* **CONSIGNE 1**: Filtrez, s'il vous plaît, les entrées ci-dessous et recopiez uniquement les lignes qui contiennent le mot « strap ».

À qui est-ce que Dieu s'adresse quand il dit « créons l’homme » ? Pourquoi est-ce qu’il parle au pluriel en disant « créons » ? Un peu plus tôt, quand Dieu crée la lumière il parle pas au pluriel, il dit simplement « Que la lumière soit ! Et la lumière fut ». C’est simple, direct, efficace. Alors, à qui est-ce que Dieu parle quand il dit « créons l'homme à notre image et à notre ressemblance. » ?

Une possibilité est que Dieu parle tout seul, comme dans un débat intérieur : selon certains théologiens, l’amour de Dieu discuterait avec sa justice, selon d’autres théologiens Dieu-le-Père discuterait avec Dieu-le-Fils, cette théorie a été assez en vogue dans les milieux chrétiens à partir du 3e siècle… Mais… cela me paraît assez surréaliste d’imaginer Dieu tiraillé entre plusieurs personnalités comme le premier schizophrène venu…

Je crois plutôt que si Dieu parle au pluriel cela veut dire tout simplement que Dieu ne crée pas l'homme tout seul, il a besoin que l’homme participe à sa propre création. Quand Dieu dit « créons l'homme » c'est à l'homme qu'il s'adresse, en lui proposant de le créer : Si tu le veux, ensemble, toi et moi, nous créerons un être humain. Cette hypothèse correspond à ce que dit l’apôtre Paul dans sa 1ère lettre aux Corinthiens « nous sommes ouvriers avec Dieu. Vous êtes le champ de Dieu, l’édifice de Dieu, le temple de Dieu. » (1 Corinthiens 3:9)

Dieu ne peut pas nous créer comme capable d’aimer, comme capable de créativité personnelle sans que nous soyons participants à notre propre création.

La création de l’homme est encore en cours à deux niveaux :

  • Notre évolution personnelle, notre genèse n’est pas terminée, nous sommes dans cet entre-deux qu’est le soir du 6e jour. Individuellement, nous sommes donc encore « en devenir »,
  • mais collectivement aussi : l'humanité est elle-même en voie d' « hominisation », comme le disait Théodore Monod.

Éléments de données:
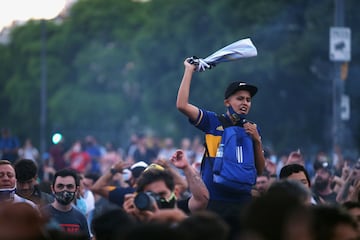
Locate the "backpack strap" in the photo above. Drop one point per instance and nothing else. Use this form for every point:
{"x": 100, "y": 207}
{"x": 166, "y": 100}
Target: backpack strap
{"x": 225, "y": 122}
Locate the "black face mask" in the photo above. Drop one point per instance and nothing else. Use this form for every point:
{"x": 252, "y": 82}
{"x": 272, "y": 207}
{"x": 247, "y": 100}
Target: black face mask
{"x": 167, "y": 203}
{"x": 64, "y": 197}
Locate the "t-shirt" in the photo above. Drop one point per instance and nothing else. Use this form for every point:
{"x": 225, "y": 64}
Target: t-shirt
{"x": 209, "y": 123}
{"x": 72, "y": 221}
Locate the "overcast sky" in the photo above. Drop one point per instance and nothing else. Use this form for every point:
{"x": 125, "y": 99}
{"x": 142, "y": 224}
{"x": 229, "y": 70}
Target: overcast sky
{"x": 11, "y": 10}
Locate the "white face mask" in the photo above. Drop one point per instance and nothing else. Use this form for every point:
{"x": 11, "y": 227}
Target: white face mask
{"x": 7, "y": 194}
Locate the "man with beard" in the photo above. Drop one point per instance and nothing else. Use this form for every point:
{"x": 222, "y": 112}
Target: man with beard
{"x": 322, "y": 189}
{"x": 61, "y": 212}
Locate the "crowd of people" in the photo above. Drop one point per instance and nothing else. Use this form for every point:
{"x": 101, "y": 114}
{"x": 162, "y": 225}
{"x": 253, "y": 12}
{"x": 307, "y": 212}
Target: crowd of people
{"x": 156, "y": 188}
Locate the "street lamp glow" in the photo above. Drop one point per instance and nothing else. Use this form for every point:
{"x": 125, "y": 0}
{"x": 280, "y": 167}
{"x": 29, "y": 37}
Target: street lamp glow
{"x": 56, "y": 138}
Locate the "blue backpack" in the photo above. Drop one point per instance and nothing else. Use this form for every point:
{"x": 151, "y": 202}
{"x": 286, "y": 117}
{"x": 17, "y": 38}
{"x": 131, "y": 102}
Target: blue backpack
{"x": 234, "y": 164}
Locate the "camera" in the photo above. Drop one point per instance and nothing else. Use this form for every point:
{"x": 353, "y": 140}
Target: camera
{"x": 146, "y": 200}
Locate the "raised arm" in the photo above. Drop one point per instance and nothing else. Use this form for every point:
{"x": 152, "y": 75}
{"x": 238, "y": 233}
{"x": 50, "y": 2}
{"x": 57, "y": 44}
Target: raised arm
{"x": 200, "y": 194}
{"x": 251, "y": 129}
{"x": 182, "y": 102}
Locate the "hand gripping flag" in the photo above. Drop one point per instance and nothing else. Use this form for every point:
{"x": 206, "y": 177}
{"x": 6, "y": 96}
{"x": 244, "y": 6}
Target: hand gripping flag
{"x": 241, "y": 49}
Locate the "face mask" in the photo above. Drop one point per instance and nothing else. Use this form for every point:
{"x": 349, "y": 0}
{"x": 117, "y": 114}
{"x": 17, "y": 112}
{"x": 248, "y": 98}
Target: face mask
{"x": 64, "y": 197}
{"x": 7, "y": 194}
{"x": 236, "y": 116}
{"x": 167, "y": 203}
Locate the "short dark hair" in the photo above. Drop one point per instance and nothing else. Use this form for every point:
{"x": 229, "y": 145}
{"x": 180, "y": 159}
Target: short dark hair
{"x": 67, "y": 172}
{"x": 289, "y": 169}
{"x": 153, "y": 175}
{"x": 351, "y": 205}
{"x": 25, "y": 169}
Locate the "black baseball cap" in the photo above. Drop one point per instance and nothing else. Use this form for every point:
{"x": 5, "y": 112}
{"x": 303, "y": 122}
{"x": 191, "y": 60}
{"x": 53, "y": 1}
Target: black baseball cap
{"x": 237, "y": 86}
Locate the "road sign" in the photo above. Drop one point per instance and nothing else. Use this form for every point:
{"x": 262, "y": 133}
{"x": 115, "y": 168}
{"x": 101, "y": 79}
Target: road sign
{"x": 340, "y": 44}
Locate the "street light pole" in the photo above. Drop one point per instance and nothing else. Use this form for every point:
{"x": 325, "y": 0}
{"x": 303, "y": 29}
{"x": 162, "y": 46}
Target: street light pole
{"x": 43, "y": 91}
{"x": 338, "y": 83}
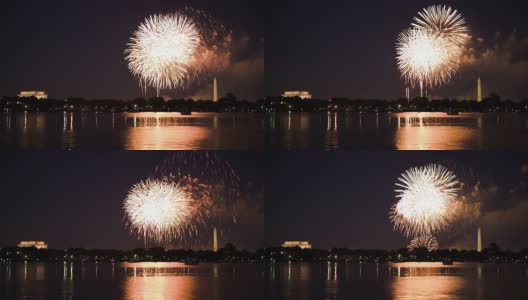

* **CONSIGNE 2**: Reproduisez mot pour mot le passage du texte sur la création de l'homme en commençant par « Je crois plutôt » et en continuant jusqu'à « (1 Corinthiens 3:9) ».

* **RÉPONSE 1**:
Locate the "backpack strap" in the photo above. Drop one point per instance and nothing else. Use this form for every point:
Target: backpack strap

* **RÉPONSE 2**:
Je crois plutôt que si Dieu parle au pluriel cela veut dire tout simplement que Dieu ne crée pas l'homme tout seul, il a besoin que l’homme participe à sa propre création. Quand Dieu dit « créons l'homme » c'est à l'homme qu'il s'adresse, en lui proposant de le créer : Si tu le veux, ensemble, toi et moi, nous créerons un être humain. Cette hypothèse correspond à ce que dit l’apôtre Paul dans sa 1ère lettre aux Corinthiens « nous sommes ouvriers avec Dieu. Vous êtes le champ de Dieu, l’édifice de Dieu, le temple de Dieu. » (1 Corinthiens 3:9)